▶ GIVEN INFORMATION:
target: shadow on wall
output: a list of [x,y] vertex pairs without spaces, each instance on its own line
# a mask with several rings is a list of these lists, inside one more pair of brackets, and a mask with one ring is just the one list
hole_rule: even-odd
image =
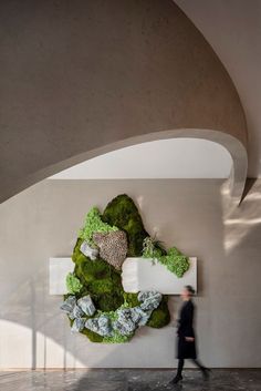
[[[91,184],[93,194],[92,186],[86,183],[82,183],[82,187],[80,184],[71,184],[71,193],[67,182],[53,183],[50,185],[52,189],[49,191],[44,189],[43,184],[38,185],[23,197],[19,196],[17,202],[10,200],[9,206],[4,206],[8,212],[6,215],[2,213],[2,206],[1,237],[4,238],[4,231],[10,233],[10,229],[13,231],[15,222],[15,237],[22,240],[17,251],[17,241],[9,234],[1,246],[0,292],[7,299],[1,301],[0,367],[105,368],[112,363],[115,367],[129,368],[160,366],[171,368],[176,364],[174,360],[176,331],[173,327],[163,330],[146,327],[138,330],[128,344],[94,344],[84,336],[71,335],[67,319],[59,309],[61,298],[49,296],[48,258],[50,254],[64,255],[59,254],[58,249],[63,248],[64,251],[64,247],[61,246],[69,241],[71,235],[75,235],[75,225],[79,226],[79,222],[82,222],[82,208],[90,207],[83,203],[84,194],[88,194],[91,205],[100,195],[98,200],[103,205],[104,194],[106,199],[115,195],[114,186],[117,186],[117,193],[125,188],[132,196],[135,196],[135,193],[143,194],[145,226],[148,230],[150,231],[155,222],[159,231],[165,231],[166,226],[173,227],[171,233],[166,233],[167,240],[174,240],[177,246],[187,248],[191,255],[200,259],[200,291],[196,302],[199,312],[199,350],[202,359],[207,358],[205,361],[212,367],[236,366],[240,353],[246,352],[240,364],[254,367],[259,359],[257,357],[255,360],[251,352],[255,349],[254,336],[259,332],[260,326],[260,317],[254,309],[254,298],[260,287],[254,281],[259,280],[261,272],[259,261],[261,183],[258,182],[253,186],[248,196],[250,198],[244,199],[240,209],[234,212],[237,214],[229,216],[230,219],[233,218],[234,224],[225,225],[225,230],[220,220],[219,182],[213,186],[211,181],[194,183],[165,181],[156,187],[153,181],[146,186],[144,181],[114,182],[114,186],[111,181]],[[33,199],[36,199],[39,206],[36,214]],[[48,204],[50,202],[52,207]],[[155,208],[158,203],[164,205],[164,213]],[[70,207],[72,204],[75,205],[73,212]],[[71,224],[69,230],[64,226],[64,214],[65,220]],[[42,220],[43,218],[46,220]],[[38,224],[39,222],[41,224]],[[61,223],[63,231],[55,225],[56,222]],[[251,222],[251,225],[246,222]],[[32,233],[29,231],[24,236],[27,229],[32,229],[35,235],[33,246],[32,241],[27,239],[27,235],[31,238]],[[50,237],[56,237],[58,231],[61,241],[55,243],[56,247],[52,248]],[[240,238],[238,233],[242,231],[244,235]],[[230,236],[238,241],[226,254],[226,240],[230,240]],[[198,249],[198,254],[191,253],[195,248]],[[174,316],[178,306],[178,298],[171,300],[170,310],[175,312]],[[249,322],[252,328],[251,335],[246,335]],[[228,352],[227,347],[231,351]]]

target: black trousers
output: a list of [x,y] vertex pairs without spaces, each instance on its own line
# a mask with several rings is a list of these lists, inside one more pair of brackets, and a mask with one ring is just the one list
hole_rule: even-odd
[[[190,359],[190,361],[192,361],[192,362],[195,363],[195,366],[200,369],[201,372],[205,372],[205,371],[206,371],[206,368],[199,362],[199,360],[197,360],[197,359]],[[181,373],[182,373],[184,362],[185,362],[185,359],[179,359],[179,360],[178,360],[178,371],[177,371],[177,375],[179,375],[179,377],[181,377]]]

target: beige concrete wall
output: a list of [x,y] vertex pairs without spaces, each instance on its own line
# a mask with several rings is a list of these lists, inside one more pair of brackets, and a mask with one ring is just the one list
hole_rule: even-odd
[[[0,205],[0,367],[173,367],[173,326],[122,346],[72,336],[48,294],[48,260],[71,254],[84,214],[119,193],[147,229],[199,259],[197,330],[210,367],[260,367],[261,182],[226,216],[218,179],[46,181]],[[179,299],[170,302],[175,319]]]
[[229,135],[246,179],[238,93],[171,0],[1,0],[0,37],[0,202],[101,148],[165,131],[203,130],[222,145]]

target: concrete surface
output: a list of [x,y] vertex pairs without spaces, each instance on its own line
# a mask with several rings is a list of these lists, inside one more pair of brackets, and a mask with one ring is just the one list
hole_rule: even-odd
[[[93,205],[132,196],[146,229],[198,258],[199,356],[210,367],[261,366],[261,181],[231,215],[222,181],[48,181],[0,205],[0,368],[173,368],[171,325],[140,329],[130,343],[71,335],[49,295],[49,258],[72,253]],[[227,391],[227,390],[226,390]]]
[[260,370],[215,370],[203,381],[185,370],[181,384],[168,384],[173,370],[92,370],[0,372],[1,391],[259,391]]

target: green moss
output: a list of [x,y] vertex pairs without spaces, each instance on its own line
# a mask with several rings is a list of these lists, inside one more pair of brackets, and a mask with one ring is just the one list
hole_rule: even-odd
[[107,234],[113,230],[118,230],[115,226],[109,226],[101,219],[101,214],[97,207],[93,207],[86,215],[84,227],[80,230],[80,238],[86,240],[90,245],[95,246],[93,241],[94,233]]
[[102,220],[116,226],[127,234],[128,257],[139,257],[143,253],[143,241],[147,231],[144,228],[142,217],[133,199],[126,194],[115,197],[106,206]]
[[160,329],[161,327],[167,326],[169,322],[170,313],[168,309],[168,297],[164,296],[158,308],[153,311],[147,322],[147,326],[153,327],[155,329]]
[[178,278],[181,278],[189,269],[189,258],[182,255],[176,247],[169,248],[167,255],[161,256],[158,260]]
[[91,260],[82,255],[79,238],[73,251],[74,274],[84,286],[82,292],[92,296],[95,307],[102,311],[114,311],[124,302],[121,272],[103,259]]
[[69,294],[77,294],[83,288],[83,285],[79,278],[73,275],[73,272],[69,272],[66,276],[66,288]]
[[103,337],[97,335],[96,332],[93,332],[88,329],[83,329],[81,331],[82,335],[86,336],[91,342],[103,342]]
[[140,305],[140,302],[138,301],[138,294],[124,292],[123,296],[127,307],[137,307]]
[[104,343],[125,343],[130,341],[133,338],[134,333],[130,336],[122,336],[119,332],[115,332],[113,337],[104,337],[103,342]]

--

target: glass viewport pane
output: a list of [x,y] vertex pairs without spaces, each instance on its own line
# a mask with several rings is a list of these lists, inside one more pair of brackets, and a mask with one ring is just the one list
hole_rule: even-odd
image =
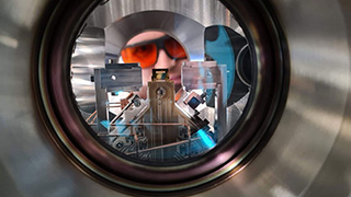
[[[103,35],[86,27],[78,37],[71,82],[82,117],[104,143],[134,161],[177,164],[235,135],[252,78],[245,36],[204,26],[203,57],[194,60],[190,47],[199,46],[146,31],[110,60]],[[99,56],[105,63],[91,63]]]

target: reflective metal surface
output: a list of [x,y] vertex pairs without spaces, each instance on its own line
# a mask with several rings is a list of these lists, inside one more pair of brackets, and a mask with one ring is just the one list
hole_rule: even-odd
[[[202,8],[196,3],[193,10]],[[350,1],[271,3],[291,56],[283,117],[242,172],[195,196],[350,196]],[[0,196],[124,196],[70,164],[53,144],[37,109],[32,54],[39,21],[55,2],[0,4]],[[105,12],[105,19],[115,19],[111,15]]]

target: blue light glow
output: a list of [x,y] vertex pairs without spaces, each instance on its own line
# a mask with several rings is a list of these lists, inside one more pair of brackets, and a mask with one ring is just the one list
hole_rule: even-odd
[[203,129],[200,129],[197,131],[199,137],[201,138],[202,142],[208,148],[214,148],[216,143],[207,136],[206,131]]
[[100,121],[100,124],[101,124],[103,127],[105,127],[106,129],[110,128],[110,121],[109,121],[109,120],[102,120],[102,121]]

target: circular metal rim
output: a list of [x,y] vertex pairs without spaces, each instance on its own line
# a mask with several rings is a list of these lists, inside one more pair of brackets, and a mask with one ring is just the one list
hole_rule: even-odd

▶ OBJECTIVE:
Count the lines in the items above that contain the word "wall". Reply with the number alone.

▶ WRITTEN REPLY:
2